What is expected - Scan the entries below for lines holding "this". Give the number of such lines alone.

Supplied records -
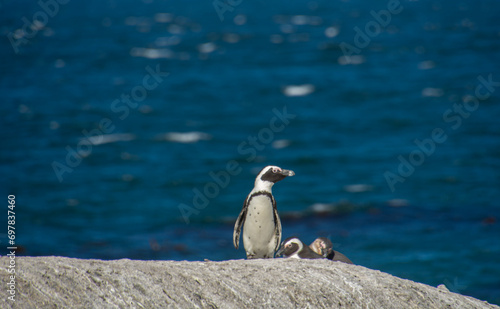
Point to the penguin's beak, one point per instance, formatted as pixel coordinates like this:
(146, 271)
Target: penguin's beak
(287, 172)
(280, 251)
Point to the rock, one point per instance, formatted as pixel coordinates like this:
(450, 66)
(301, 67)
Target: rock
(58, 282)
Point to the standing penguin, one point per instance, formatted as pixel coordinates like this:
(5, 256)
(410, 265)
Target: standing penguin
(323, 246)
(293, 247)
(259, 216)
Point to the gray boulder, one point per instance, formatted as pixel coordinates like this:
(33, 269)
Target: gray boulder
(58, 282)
...
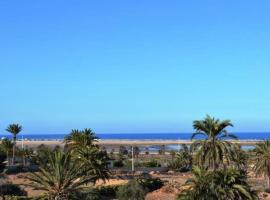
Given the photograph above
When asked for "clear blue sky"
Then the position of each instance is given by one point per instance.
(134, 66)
==
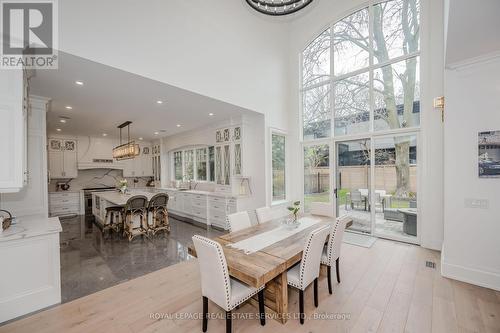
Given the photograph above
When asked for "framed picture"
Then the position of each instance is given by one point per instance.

Exercise answer - 4